Short problem A >>
Can you return the pointing dataset records below verbatim, with every line unchanged?
═════ Document passage ═════
Hello, Motherlovers.
I write to you today as I prepare my partner some burgers.
But since we have no burger buns, I have to improvise amd make him a Texas Patty.
Minus the Texas toast, just regular...toast?
Oh well.
And as I do this, he sits at our office/kitchen dining room finishing some invoices and preparing to load the bong.
Which we have appropriately named The Riddler due to it's green "trees".
Of all to say, my relationship is not the most perfect.
But I love it and would have it no other way. From the day we met to present day. An amazing journey. And August has helped cement and make our bond stronger.
So, yes, It has it's flaws.
Yet one thing my partner and I do a lot of is communicate.
We always communicate - that and we live together.
We are bound to talk at one point or another.
But all jokes aside, communication is key.
A lot of us want mind readers.
I would know. I expect my partner to be one at a times.
Just like he does with me.
Just an hour ago, we were arguing, but it was a quick argument.
But the atmosphere was tense. And I know what that means...
Someone's mad.
But he won't say anything.
So, I keep asking him(I would like to clear something before we go further - I usually don't ask him more than twice and then drop it, soon after he comes over and tells me he hates me as he holds me in his arms and showers me with kisses)
He keeps saying no.
I tell him I will shower.
Once I enter and get ready to step in, he walks in and says, "I was mad, but I can never stay mad at you."
Awwwwwwww...how cccccuuuutttte.
And now after our meal, which by the way I had shrimp and it was AMAZING, here we sit watching True Blood.
═════
Short problem B >>
Could you retype the relationship post above between "Which we have" and "we live together.", inclusive, without changing a word?
═════ Records for this task ═════
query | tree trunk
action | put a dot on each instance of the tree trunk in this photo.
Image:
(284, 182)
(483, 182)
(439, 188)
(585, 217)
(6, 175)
═════
Task result A >>
query | tree trunk
action | put a dot on each instance of the tree trunk in this photo.
Image:
(284, 182)
(483, 182)
(439, 188)
(585, 217)
(6, 175)

Task result B >>
Which we have appropriately named The Riddler due to it's green "trees".
Of all to say, my relationship is not the most perfect.
But I love it and would have it no other way. From the day we met to present day. An amazing journey. And August has helped cement and make our bond stronger.
So, yes, It has it's flaws.
Yet one thing my partner and I do a lot of is communicate.
We always communicate - that and we live together.